However, the Ministry of Education has reportedly fought to keep the system in place, claiming that the schools where it has been used report the scheme is making a difference.

Teach First – a scheme that started in the UK – has university graduates undertake an intensive eight week training program before they are placed in a paid trainee position within a lower performing secondary school for two years.

The ERA recently spoke out about the system, stating that the positions being filled by Teach First participants were teaching jobs, and should be advertised before being filled by the best candidate available.

In order for the program to continue, it is likely that the law will have to change.

Lisa Rodgers, head of Early Learning and Student Achievement at Teach First, told HRM that the organisation is looking to resolve the issues flagged up by the PPTA.

“Our door remains open, as it has been since the Teach First NZ programme began, to resolve any issues that the Post-Primary Teachers Association (PPTA) might have,” she explained.

“This programme is putting some of our brightest and best graduates into classrooms in lower decile communities to help their kids do their very best.

“We’ve heard strong support from many principals and schools who say it is making a positive difference for them.  An independent evaluation also highlighted its success and positive impact.”

Rogers added that Teach First was carefully considering the ERA’s decision, and seeking further advice before determining its next steps.

- [Problem set]
- a) According to the article about Teach First, how long are graduates placed in a paid trainee position?
- b) Turn the paragraph of the Teach First article that opens with "Teach First – a scheme that started in the UK" into a short bulleted list that keeps its main facts.
- c) Carry the article about the Teach First program forward from its final sentence.

- [Contour annotation records]
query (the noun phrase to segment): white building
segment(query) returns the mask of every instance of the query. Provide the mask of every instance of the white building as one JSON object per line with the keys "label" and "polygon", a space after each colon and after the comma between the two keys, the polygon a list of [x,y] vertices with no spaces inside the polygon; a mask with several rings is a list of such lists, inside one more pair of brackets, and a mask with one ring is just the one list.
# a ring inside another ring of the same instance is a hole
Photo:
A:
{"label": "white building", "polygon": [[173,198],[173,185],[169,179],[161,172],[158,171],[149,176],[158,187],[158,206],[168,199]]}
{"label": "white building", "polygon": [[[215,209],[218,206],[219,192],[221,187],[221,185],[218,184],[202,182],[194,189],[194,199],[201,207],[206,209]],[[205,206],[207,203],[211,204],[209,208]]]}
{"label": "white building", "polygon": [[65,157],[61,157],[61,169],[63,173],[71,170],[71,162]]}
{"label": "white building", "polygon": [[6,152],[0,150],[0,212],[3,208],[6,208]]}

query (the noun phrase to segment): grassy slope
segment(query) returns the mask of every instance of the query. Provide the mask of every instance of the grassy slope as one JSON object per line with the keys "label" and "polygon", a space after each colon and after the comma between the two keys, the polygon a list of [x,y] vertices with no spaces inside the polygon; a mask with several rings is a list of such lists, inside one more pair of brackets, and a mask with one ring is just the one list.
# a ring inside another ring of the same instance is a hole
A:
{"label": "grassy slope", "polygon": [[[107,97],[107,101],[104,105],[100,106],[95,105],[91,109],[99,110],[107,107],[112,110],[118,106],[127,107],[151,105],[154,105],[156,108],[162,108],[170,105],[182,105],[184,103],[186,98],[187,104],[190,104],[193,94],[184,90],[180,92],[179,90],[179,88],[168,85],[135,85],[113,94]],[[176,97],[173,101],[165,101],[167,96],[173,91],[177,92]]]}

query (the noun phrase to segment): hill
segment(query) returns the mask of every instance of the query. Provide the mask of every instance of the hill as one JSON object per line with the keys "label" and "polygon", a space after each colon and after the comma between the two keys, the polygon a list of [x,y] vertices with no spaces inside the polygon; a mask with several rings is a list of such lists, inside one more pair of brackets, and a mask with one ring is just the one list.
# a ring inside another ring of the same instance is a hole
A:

- [Expected results]
- a) Two years.

- b)
- Teach First began in the UK.
- University graduates complete an intensive eight-week training program.
- They are then placed in a paid trainee position.
- The placement is in a lower performing secondary school.
- It lasts for two years.

- c)
“A key part of our focus is that all the students concerned continue with their training and that is what we expect to happen,” she said.

She added that the ministry was considering the ruling before taking any further steps.

PPTA president Angela Roberts – who made the complaint to the ERA – told Radio New Zealand that she hoped the organisation would respect the authority’s ruling.

“They’ve had these options to talk about and consider and actually get done for a very long time, and what they did was take a risk, take a punt, knowing that we were going to the authority and not really considering what they may have to do if they were proven wrong,” she said.

In September, the Ministry of Education published an evaluation of the Teach First scheme.

It was found that “in general, the Teach First NZ programme has been implemented effectively and efficiently, and that it has benefited rather than suffered from doubling in size”.

The report stated that the key success elements of the Teach First NZ programme were:
  • the robust selection process resulting in high-calibre participants
  • the responsiveness of the programme – in part made possible because of the small size of the programme – but also a consequence of the robust partnership between Teach First NZ and the Faculty of Education
  • effective support and mentoring for participants from the school and partnership personnel
  • immersion in the classroom, coupled with opportunities for participants’ critical reflection on themselves and their teaching
“The successful implementation of all these elements is critical for an employment-based programme,” the report read.

“While there is variability in the way these elements play out, particularly in relation to mentoring and in-school support, in combination they provide a powerful platform for this model of an alternative pathway into secondary teaching.”